▸ **Excerpted passage**

----------------------------------------

Human beings can be a rather complicated species. They are the conglomeration of experience, instinct, conscience, learning, culture and much much more.
However, it doesn’t take a $3,000 college course to tell you people are different. All it takes is a free stare down from Europe’s most elite and fashionable ten-year-old population to tell you there are drastic differences between cultures across the globe.
I know this blog has previously been about my expertise and you’re lack thereof. However, I would like to take this opportunity to provide a short anecdote explaining exactly how I became so knowledged in my cross-culture interactions.
If you do not know much about the European natives, here are two main tidbits for you. First, they are extremely thin without ever lifting a weight, going on a run or entering a gym. It’s quite sickening actually. Secondly, they all have a keen eye for fashion. When I say all, I mean ALL. From the elderly woman carrying her groceries to the little boy walking his dog down the cobblestone roads, they all look and appear their absolute best no matter the occasion. Nike shorts and oversized t-shirts are not an option in this part of the world. I know this may come as a major disappointment to you college ladies, but it will greatly behoove you to take my advice. Leave the sorority shirts at home.
Here is why...
It was the first sunny afternoon in Florence after a month of the worst rain the city had seen in years. Taking advantage of this beautiful day, I decided
to go for a run in a local park in order to
escape the confines of my tiny loft, which was located directly across from Michelangelo's David statue. Not to brag or anything. I put on my running pants and sweatshirt, laced up my tennis shoes and headed out the door. The second I walked out of my apartment, however, I began to notice the many stares looking me over and following my purple-lined nikes down the street. I could feel people contemplating my apparently preposterous look the entire time I was walking through the center of town. Even the large group of touring Asians stopped taking pictures of the Duomo to see what all the locals were staring at. If I counted correctly, I believe I received at least 247 up-downs, 43 smirks, 15 "I love you's" and was successfully in the background of at least 361 pictures, which will surely be seen on numerous home computers world wide and innumerable social media posts throughout the globe. Say cheese!

----------------------------------------

▸ **Record set**

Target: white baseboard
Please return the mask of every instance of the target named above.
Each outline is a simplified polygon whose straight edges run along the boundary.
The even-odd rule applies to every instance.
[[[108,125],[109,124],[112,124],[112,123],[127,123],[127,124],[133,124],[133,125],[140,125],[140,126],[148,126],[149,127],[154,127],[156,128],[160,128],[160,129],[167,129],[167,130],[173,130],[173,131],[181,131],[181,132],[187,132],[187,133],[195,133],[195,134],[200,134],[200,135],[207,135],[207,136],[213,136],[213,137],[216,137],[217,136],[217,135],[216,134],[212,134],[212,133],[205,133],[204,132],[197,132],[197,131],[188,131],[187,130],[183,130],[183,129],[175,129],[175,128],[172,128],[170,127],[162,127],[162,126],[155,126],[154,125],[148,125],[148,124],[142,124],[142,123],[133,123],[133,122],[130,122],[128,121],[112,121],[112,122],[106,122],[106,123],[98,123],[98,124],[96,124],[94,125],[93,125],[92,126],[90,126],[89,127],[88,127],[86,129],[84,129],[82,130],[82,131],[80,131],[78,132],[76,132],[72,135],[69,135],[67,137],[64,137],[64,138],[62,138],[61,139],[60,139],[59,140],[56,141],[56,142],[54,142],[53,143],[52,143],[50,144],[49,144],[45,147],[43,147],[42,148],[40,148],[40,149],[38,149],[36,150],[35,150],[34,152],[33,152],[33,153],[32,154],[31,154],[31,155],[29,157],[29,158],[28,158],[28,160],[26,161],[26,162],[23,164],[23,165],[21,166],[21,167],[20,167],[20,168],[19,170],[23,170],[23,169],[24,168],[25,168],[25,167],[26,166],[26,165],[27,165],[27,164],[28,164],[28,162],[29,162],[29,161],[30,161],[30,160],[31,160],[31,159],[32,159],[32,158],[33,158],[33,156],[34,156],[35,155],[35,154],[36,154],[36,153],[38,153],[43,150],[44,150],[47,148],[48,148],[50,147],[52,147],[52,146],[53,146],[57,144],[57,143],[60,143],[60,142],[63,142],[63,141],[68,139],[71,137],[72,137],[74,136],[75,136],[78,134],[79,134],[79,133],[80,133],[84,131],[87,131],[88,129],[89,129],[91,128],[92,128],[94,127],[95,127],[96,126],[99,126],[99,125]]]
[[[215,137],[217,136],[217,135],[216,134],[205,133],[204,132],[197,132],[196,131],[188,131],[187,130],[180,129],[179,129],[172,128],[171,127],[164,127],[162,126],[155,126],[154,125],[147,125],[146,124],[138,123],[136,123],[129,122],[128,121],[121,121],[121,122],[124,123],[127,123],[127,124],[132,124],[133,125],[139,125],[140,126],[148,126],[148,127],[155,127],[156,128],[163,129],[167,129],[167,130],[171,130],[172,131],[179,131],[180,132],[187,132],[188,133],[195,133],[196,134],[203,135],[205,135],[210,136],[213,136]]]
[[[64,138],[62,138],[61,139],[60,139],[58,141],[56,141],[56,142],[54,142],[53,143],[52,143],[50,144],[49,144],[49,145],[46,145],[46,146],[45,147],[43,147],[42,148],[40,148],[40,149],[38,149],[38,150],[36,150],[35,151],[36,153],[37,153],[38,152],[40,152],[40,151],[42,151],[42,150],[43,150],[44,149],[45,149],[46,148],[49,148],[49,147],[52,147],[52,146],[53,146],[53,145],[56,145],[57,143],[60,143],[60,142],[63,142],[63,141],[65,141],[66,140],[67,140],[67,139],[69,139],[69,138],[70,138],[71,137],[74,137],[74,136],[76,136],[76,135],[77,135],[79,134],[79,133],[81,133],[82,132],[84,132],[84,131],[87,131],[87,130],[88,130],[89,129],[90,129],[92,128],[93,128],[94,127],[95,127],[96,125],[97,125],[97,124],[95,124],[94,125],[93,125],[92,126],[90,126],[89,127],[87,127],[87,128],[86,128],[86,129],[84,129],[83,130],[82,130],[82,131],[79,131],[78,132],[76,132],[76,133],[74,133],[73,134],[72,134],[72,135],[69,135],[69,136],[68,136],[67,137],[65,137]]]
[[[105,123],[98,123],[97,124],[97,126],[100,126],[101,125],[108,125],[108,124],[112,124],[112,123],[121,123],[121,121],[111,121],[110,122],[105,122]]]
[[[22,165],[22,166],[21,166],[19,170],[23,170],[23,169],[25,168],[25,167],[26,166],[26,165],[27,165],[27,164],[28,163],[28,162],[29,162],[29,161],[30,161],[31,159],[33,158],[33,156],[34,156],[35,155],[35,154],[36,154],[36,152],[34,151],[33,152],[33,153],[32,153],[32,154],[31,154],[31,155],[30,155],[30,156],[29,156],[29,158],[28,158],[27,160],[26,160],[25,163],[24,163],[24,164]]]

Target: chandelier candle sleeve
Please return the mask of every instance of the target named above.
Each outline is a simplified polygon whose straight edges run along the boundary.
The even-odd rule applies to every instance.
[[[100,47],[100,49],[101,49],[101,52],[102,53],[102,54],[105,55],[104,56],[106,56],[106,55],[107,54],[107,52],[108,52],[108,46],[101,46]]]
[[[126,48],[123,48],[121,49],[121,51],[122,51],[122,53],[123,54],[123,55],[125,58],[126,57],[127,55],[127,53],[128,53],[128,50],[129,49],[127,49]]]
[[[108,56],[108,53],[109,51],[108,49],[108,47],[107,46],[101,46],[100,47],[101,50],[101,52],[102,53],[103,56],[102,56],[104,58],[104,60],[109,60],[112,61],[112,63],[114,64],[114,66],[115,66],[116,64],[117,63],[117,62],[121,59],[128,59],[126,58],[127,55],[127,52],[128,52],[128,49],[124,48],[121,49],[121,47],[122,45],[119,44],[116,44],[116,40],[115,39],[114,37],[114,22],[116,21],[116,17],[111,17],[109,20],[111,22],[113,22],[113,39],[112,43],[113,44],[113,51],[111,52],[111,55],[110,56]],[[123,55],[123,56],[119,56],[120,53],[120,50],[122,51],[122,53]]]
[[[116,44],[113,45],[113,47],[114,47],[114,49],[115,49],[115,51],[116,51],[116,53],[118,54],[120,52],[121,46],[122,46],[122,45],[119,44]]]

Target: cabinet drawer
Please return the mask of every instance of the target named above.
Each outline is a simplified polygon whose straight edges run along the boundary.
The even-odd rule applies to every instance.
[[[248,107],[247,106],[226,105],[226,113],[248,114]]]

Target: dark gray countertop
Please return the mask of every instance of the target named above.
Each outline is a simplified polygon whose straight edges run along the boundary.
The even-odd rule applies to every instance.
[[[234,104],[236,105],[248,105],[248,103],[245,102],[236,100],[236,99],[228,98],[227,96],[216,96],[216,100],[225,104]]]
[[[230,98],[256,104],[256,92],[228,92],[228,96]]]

----------------------------------------

▸ **Exercise requirements**
A – Transcribe the passage from the blog post about running in Florence, from "However, it doesn’t" up to and including "across the globe.".
B – List every tally the writer of the Florence blog post reports while walking through town, with the number given for each.
C – Rewrite the paragraph of the Florence blog post that begins "If you do not know much about the European natives" as a short bulleted list that keeps its main points.

▸ **Complete answers**
A –
However, it doesn’t take a $3,000 college course to tell you people are different. All it takes is a free stare down from Europe’s most elite and fashionable ten-year-old population to tell you there are drastic differences between cultures across the globe.

B –
- 247 up-downs
- 43 smirks
- 15 "I love you's"
- 361 pictures the writer appeared in the background of

C –
- European natives are extremely thin without lifting weights, running or going to a gym.
- All of them, from elderly women carrying groceries to little boys walking dogs, have a keen eye for fashion and look their best on every occasion.
- Nike shorts and oversized t-shirts are not an option there.
- College women should leave their sorority shirts at home.